_WORK TASK_
All that is needed is the line containing "If you could pick out the bear's head" together with each line after it, transcribed exactly to the end of the records.

_SUPPLIED MATERIAL_

BEGIN

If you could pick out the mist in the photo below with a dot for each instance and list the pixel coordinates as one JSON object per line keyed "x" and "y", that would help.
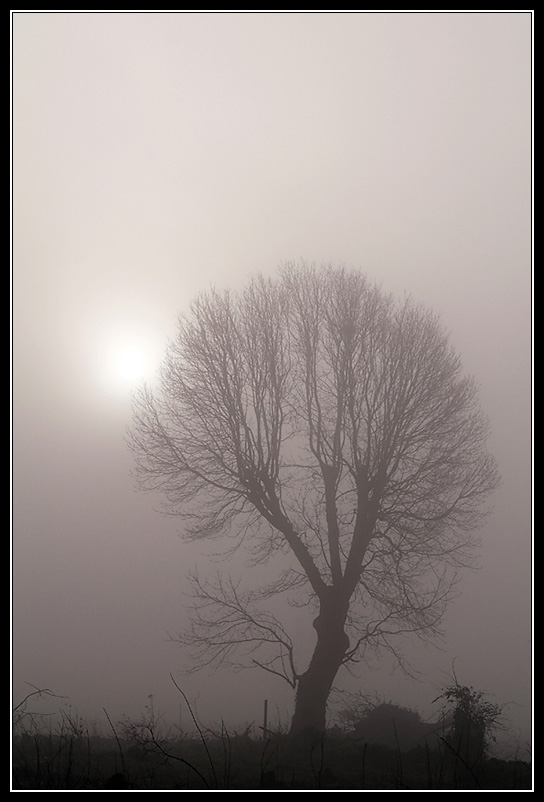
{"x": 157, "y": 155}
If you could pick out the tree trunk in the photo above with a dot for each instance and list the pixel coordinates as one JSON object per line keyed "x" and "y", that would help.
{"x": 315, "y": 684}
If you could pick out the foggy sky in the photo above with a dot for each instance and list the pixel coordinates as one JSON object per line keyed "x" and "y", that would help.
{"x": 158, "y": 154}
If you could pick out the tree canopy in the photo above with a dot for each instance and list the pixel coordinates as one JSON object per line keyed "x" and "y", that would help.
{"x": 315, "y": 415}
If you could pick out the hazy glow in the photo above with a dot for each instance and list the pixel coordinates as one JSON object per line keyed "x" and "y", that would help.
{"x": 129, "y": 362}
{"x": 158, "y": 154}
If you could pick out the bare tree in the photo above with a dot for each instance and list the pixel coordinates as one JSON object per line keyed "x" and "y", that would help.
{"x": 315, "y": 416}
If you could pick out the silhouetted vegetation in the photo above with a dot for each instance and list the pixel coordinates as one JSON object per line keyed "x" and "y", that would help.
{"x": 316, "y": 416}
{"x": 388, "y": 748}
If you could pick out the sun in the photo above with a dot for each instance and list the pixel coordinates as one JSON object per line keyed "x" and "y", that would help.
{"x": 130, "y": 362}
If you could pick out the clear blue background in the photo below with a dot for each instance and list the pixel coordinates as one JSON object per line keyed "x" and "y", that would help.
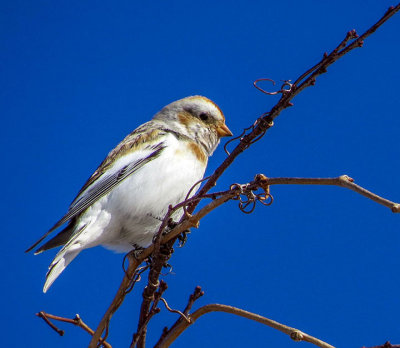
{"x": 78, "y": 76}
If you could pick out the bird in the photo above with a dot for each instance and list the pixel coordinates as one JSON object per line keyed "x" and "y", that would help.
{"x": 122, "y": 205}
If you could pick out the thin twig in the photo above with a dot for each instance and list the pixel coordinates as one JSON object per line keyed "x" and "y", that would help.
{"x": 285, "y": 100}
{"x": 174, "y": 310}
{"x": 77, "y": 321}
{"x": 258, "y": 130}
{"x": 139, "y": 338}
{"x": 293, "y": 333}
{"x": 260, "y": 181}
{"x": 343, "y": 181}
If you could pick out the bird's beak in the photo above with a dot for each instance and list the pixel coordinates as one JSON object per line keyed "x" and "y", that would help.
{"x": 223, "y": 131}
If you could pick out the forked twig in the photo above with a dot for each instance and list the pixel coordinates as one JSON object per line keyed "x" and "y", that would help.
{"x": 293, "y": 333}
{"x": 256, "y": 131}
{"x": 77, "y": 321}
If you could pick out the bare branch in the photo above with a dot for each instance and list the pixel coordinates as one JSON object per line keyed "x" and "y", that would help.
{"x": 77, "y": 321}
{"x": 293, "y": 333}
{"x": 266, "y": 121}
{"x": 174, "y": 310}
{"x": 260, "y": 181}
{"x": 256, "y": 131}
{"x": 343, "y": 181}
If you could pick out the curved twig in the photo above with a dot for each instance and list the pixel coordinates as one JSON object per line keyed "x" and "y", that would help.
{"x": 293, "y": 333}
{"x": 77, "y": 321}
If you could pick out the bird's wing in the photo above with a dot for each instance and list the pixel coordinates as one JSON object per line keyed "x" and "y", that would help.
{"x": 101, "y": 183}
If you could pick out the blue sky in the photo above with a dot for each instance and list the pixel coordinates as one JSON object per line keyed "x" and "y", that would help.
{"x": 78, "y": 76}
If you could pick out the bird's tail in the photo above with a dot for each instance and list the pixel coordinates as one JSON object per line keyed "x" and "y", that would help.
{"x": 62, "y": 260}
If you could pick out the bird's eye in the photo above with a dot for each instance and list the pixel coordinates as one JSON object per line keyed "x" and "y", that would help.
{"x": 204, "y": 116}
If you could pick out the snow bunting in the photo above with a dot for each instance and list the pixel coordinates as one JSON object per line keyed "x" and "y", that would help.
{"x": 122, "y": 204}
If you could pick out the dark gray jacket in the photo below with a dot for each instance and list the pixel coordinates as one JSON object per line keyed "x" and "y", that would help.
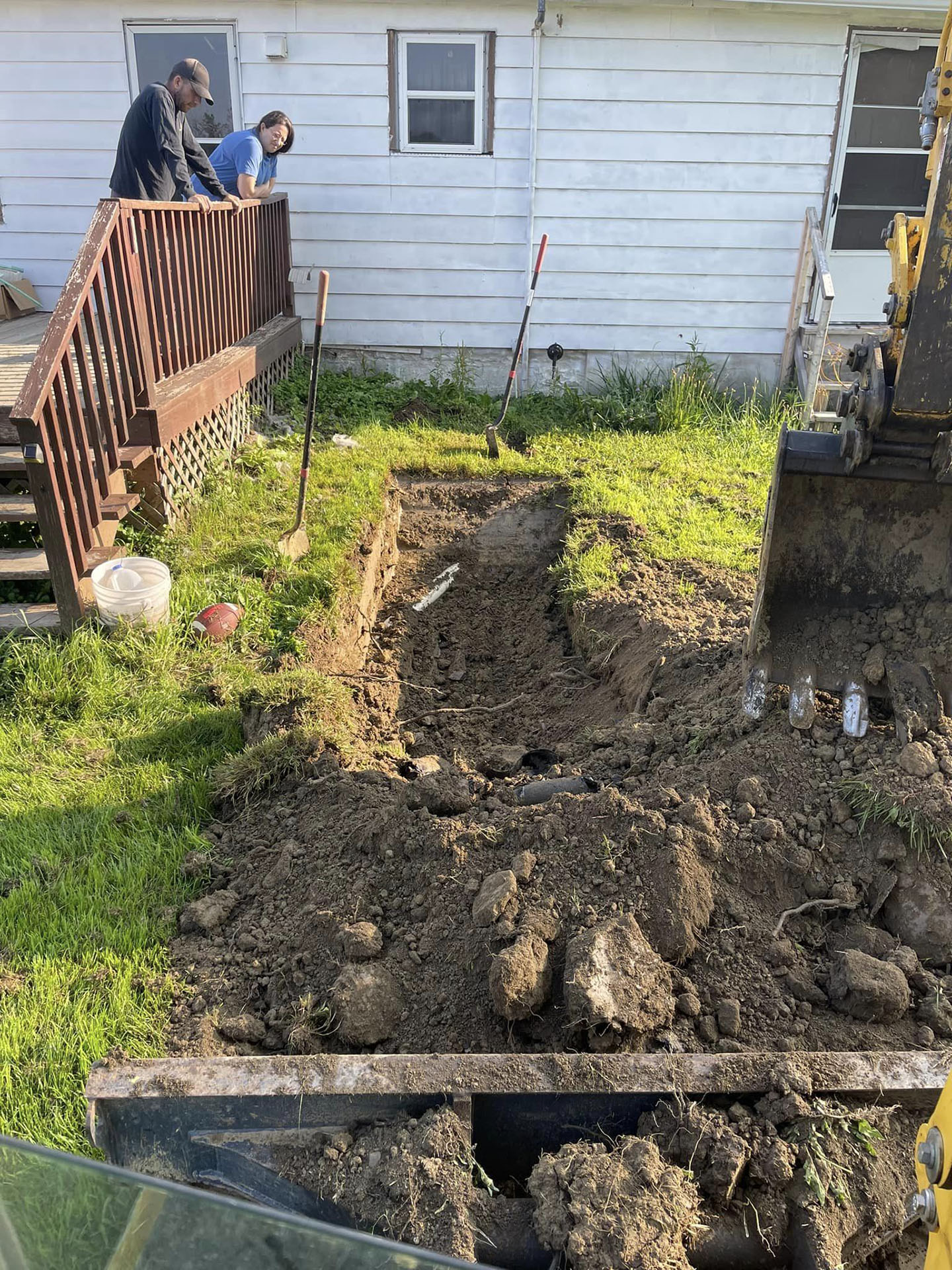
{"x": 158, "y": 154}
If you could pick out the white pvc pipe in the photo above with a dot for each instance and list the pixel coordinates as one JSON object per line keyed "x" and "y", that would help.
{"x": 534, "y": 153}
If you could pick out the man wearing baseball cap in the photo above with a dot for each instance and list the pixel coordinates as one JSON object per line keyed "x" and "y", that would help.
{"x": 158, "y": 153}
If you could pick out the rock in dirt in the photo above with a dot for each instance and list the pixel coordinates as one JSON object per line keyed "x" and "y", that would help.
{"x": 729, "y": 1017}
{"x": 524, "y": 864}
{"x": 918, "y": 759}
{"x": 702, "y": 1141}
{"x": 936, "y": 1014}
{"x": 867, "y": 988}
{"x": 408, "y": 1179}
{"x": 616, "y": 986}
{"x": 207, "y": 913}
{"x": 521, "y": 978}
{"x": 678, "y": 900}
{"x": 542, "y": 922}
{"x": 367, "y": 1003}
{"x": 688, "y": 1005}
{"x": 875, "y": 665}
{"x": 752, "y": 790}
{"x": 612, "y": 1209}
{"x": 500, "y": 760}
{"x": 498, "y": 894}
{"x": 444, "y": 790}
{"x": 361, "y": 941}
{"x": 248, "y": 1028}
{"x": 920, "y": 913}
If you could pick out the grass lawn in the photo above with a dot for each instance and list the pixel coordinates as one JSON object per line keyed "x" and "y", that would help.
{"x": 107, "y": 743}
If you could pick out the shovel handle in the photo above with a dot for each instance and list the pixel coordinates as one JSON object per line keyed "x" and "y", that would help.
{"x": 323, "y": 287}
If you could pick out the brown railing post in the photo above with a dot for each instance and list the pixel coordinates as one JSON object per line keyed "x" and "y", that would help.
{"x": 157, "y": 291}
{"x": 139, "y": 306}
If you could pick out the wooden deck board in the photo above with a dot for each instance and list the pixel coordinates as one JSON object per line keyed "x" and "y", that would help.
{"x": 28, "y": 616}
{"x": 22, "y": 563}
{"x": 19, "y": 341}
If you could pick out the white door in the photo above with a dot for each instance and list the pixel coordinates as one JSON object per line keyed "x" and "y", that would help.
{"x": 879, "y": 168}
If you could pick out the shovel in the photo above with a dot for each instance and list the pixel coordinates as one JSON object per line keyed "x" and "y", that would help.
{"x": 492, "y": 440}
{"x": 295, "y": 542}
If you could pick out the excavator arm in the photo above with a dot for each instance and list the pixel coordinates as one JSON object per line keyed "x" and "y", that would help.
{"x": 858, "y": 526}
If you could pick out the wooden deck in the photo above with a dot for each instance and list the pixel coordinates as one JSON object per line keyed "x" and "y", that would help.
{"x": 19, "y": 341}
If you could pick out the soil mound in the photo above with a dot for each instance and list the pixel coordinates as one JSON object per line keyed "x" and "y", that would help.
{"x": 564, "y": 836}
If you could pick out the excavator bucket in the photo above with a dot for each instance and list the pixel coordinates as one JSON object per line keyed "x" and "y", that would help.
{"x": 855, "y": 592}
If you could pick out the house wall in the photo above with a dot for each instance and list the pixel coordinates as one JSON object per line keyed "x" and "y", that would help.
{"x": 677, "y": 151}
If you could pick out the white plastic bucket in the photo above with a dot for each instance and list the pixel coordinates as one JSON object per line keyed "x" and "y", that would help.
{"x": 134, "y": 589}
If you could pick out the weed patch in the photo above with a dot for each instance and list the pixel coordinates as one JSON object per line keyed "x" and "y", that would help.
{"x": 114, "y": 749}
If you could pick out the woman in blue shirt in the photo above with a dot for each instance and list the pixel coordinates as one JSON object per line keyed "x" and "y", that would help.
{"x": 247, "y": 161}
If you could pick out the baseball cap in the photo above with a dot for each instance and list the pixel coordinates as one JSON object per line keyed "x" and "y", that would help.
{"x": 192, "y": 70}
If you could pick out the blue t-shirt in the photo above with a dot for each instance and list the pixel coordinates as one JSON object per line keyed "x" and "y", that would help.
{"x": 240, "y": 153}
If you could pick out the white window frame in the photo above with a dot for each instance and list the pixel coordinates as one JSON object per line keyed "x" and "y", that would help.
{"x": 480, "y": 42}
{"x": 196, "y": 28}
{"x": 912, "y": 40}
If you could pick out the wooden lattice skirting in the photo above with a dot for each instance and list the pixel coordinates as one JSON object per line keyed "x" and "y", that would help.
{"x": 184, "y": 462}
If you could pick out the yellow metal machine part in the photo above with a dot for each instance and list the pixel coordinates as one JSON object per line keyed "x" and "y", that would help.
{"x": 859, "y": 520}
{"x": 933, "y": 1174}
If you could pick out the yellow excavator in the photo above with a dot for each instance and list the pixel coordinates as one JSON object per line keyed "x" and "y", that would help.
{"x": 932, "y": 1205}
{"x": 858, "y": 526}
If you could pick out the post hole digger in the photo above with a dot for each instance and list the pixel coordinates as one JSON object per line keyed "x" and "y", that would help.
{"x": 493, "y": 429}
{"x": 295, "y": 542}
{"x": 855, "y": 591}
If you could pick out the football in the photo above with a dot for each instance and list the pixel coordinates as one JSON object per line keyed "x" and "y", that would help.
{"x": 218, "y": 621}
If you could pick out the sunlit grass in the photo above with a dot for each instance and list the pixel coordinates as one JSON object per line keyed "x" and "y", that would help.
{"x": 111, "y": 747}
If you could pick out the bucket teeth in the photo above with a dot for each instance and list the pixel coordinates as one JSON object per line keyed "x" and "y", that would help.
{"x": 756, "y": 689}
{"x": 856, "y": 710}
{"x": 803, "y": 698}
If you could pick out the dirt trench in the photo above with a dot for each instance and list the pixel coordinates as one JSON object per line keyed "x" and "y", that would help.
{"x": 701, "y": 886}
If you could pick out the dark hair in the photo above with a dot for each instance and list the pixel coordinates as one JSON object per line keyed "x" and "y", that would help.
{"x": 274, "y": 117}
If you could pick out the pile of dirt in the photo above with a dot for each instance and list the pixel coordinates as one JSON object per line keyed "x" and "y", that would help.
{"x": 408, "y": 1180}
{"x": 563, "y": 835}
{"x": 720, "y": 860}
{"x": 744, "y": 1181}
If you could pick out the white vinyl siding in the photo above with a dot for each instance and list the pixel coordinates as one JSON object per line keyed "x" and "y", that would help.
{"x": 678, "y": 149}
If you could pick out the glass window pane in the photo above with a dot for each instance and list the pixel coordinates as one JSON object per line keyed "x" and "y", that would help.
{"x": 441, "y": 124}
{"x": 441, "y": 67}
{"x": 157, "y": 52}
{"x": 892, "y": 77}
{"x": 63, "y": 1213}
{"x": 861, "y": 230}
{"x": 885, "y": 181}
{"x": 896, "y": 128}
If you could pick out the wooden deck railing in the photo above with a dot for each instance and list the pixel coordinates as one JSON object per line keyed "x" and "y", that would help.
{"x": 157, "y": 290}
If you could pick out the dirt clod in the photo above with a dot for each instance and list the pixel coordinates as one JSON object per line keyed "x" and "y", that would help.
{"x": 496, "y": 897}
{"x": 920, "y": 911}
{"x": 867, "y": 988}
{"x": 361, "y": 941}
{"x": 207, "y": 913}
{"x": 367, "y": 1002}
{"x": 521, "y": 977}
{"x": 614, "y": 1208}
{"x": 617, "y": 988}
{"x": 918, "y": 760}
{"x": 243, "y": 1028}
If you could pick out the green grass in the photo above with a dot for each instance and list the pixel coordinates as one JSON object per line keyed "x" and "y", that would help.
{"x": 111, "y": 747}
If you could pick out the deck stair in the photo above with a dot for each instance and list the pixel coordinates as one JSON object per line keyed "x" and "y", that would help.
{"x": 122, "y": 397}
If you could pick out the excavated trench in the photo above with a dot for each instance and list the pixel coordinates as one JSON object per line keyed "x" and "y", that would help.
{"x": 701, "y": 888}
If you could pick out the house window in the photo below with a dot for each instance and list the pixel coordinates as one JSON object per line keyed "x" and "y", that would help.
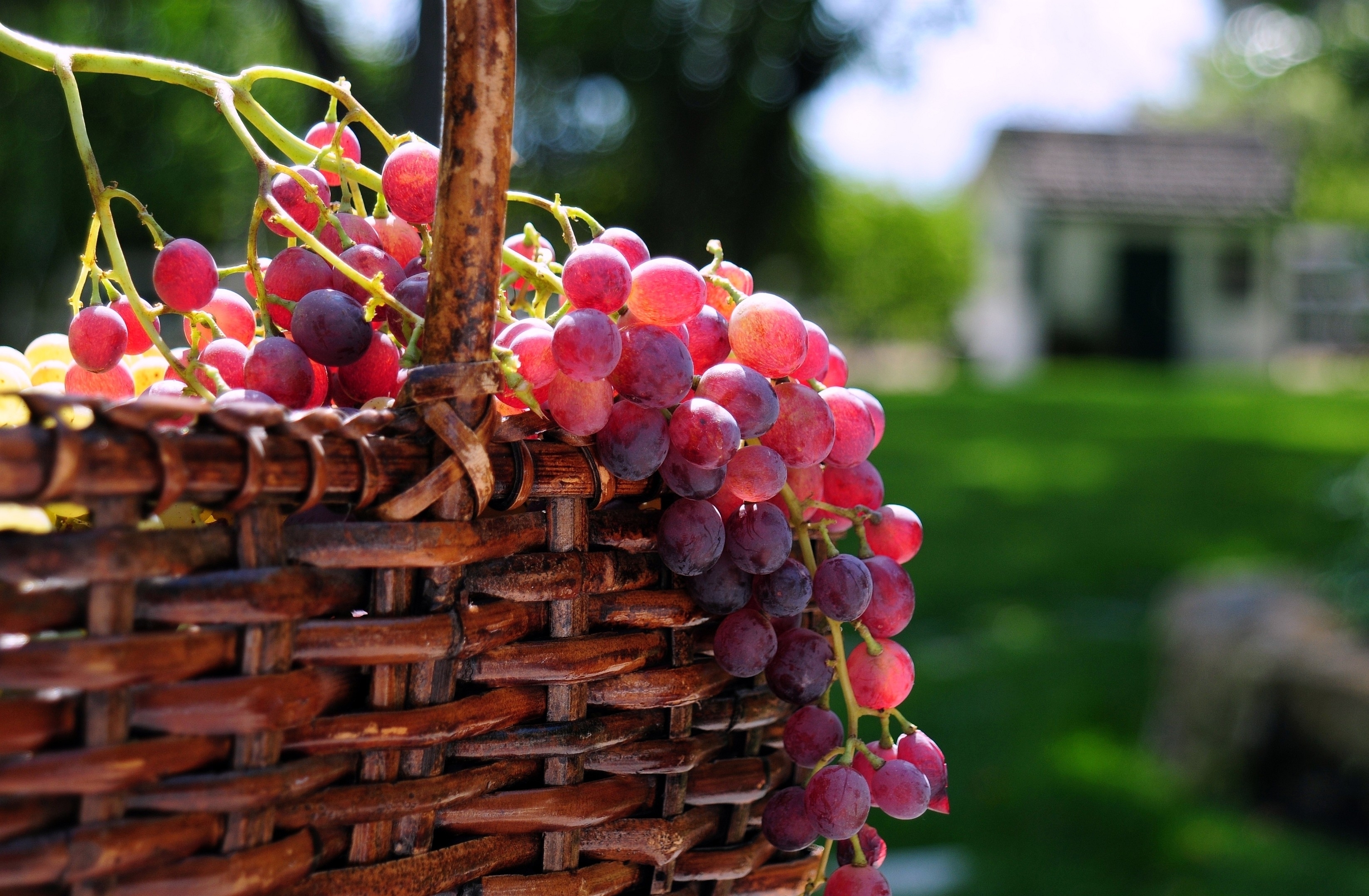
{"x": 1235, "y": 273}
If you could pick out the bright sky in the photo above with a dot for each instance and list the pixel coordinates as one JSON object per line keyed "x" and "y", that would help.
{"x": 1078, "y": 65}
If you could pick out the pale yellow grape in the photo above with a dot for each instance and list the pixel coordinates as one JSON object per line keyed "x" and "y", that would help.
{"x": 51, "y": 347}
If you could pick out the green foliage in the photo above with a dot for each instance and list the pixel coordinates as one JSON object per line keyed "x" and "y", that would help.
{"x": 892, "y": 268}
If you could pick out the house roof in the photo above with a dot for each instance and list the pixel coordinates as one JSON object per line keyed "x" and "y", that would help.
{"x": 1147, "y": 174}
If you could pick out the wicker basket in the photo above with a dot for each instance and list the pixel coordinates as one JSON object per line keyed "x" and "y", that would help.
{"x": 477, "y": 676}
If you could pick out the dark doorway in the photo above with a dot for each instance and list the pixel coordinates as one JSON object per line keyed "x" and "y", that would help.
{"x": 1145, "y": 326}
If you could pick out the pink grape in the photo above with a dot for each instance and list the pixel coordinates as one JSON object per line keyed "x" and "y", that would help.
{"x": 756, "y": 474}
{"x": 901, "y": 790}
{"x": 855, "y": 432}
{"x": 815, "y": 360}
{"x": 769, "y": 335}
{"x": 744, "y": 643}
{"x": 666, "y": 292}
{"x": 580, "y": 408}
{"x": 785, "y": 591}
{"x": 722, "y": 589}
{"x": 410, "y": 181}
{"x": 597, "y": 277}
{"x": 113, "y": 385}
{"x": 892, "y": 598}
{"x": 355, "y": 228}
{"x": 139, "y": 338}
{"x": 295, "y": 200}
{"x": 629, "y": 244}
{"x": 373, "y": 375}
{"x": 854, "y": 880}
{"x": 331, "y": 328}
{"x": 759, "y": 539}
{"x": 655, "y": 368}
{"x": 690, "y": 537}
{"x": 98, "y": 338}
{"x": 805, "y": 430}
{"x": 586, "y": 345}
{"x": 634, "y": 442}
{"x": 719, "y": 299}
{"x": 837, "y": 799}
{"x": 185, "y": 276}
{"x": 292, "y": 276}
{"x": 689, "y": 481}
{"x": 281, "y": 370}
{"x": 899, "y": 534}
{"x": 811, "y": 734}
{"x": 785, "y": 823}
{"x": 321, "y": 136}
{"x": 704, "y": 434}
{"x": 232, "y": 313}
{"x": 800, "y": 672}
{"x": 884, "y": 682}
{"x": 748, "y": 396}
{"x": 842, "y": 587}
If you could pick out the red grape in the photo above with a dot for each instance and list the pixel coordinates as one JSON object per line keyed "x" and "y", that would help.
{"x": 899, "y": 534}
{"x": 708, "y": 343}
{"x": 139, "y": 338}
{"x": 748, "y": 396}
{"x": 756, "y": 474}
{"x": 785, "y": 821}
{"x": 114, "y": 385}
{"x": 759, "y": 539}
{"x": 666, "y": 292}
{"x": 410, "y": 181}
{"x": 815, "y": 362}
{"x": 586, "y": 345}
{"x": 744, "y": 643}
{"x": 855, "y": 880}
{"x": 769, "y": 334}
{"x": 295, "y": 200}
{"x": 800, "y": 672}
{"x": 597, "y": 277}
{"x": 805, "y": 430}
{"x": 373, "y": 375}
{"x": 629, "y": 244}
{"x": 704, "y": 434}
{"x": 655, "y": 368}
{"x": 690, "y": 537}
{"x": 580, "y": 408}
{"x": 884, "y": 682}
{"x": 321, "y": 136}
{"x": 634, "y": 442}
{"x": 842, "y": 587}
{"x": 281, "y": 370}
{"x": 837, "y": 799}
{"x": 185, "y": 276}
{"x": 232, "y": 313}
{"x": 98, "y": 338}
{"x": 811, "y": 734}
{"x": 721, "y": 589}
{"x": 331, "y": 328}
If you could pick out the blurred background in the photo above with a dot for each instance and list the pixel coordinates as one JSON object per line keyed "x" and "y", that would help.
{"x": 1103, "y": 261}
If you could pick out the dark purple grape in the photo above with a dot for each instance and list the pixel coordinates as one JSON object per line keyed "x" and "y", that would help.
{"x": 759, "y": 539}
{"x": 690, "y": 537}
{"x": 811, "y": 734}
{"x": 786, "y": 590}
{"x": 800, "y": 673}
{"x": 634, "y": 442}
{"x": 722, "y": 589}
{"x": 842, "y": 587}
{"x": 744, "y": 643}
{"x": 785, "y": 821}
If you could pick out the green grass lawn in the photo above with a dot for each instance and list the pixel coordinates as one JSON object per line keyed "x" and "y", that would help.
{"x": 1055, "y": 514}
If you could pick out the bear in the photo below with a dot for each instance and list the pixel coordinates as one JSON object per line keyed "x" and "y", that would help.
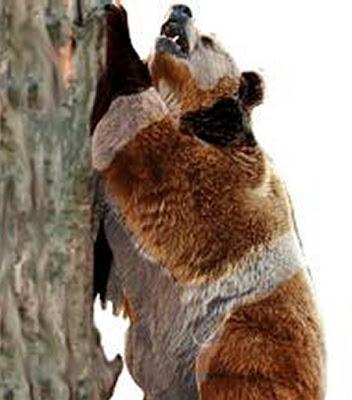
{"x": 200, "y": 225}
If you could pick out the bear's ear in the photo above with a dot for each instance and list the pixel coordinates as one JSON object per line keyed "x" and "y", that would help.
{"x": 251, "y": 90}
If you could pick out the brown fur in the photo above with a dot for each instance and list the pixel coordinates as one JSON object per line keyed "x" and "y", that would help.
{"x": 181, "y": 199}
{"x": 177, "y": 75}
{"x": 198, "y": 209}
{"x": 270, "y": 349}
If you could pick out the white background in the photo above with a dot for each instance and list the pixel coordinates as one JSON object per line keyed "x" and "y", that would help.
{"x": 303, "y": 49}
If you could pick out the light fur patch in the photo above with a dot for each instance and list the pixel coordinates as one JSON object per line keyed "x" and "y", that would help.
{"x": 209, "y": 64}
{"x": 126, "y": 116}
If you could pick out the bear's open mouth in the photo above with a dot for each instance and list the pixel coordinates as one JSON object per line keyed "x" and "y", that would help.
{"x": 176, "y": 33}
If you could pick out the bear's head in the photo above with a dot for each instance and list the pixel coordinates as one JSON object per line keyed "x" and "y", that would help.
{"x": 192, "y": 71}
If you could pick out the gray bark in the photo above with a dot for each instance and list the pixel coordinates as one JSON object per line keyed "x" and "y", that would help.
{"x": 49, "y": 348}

END

_SOLVED PROBLEM_
If you could pick out the bear's head in the photo above with a dot for each instance and list the pixel coordinates as one JSON object per line keyed "x" and "y", that would help.
{"x": 192, "y": 71}
If you could pick out the gray bark in the photo above with a dot for each instance and list the pixel coordinates as one JSON object per line keyed "x" and "y", that would help.
{"x": 49, "y": 348}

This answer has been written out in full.